- Written request A:
Can you put the listing into a two-column CSV with columns label_request and points, one row per request, starting at the line that contains "Expected: one point per instance of the white" and ending after the line that contains "(1029, 880)"? Each value should be a single quoted field with line breaks turned into spaces.

- Passage given:
::::::

John-Paul Danko, runner up in the 2016 Ward 7 by-election, registered to run in Ward 8 on May 11, 2018. Danko, the husband of Ward 7 Public School Trustee Dawn Danko, began to publicly campaign for an appointment to city council after the winner of the 2016 by-election, Donna Skelly, was elected Progressive Conservative MPP for Flamborough—Glanbrook.

Colleen Wicken registered to seek the seat on June 28, 2018. Wicken, a staffer with Ward 8 Councillor Terry Whitehead and former chair of the Bonnington-Buchanan-Mohawk-Southam Neighbourhoods Association, had previously advocated for more police presence in student neighbourhoods and against the city's ward boundary changes. Danko ran on a platform of supporting the city's LRT project, reducing speeds on local streets, investing in infrastructure, and planning for intensification along Upper James Street.

On the final day of registrations, former Mississauga City Councillor and MP for Mississauga-Brampton South, Eve Adams, registered to seek the Ward 8 seat. Adams, who was elected as a Conservative in 2011 and crossed the floor to the Liberals prior to the 2015 election before losing a nomination battle to Marco Mendicino in the Toronto-area riding of Eglinton-Lawrence, had served on Mississauga City Council representing Ward 5 from 2003 to her election to Parliament in 2011. Adams, who has family in Hamilton, noted that she wanted to widen the Red Hill Valley Expressway and the 403, cancel the city's LRT project, and attract more businesses to Hamilton.

During the campaign, Ward 8 councillor Terry Whitehead, who was seeking election in Ward 14, mass-emailed constituents, accusing Wicken of stealing a contact list meant for Christmas cards for personal political gain and encouraging residents to report Wicken to the police. Wicken denied the accusation. Whitehead, who had endorsed Ruddick, requested the Hamilton Police open an investigation into the matter.

::::::

- Supplied data:

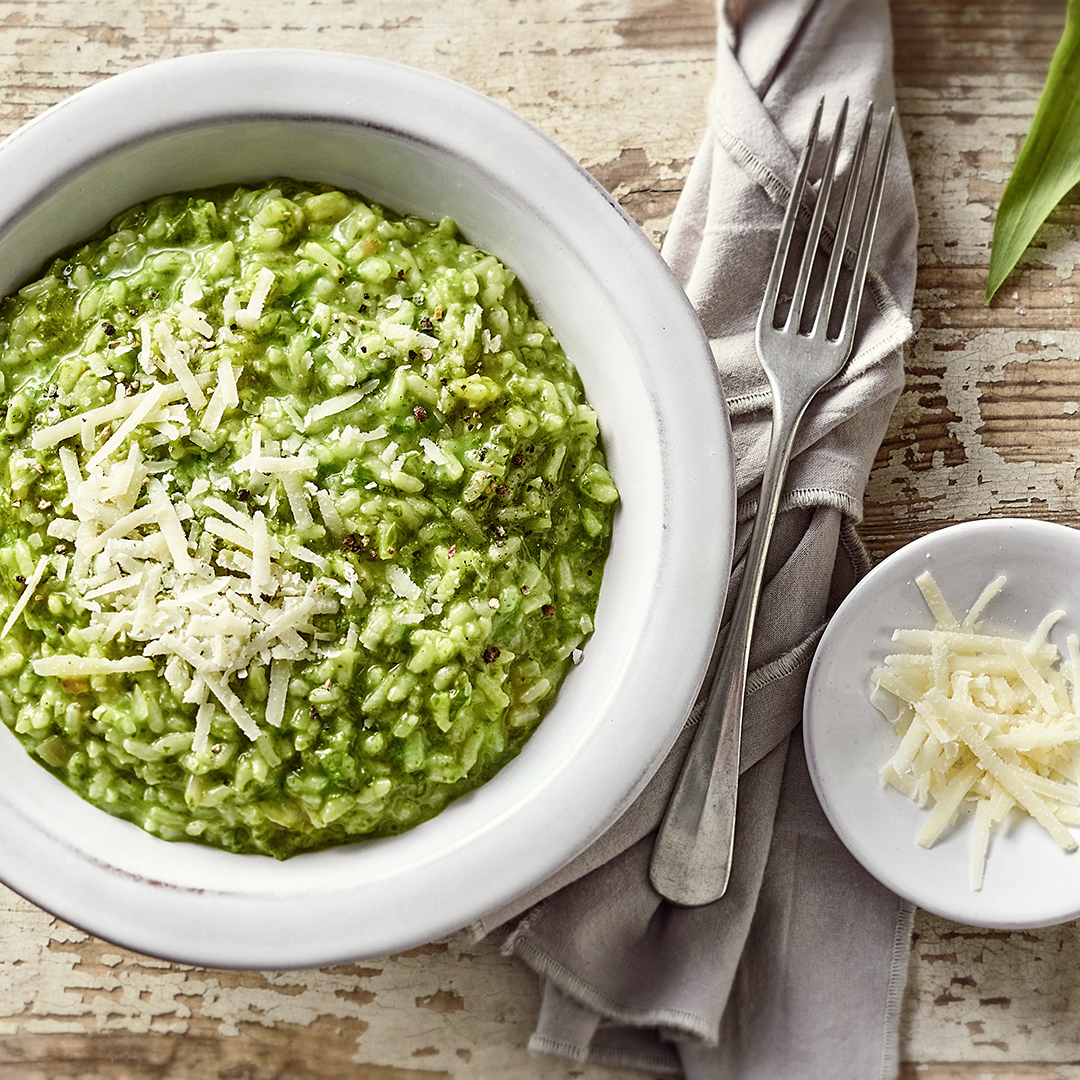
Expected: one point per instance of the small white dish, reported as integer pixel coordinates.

::::::

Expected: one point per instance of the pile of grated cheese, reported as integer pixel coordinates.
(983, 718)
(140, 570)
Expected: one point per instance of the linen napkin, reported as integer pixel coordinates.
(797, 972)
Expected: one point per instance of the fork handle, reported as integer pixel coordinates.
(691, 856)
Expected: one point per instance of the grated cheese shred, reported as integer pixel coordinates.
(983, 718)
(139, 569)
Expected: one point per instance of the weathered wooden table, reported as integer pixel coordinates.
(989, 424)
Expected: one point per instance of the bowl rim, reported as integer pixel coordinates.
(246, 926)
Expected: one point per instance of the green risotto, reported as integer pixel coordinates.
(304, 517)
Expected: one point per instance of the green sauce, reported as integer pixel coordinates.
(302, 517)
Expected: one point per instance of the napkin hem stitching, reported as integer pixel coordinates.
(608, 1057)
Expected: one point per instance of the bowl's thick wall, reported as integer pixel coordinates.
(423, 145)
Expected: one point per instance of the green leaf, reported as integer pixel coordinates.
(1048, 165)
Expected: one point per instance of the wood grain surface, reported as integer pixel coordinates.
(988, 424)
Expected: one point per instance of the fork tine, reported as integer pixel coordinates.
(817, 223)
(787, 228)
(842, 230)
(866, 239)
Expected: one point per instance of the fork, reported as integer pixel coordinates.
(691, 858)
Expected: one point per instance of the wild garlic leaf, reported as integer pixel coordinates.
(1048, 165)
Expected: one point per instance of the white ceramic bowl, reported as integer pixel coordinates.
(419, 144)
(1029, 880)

::::::

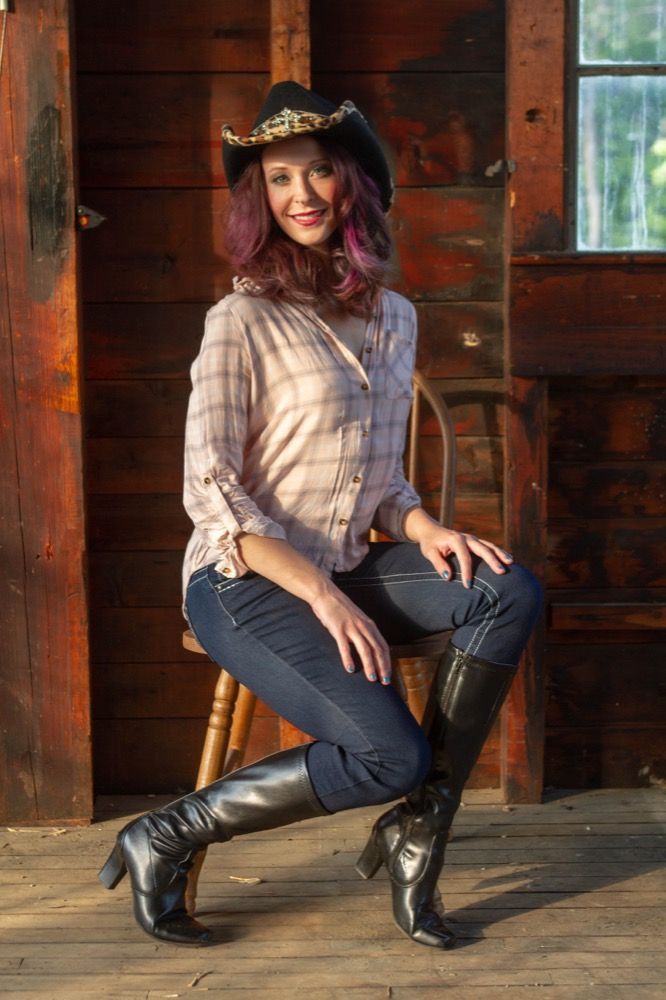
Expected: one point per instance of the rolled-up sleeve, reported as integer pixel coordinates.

::::::

- Written request B:
In two sentences, what does the passage on the Ward 8 race say?

- Exercise solution A:
label_request,points
"Expected: one point per instance of the white ceramic bowl, reported as integer pixel coordinates.","(419, 144) (1029, 880)"

- Exercise solution B:
John-Paul Danko, Colleen Wicken, and former MP Eve Adams registered to seek the Ward 8 seat, with Danko supporting the city's LRT project and Adams wanting to cancel it and widen the Red Hill Valley Expressway and the 403. During the campaign, Ward 8 councillor Terry Whitehead accused Wicken of stealing a contact list meant for Christmas cards for personal political gain, which she denied, and he asked the Hamilton Police to open an investigation.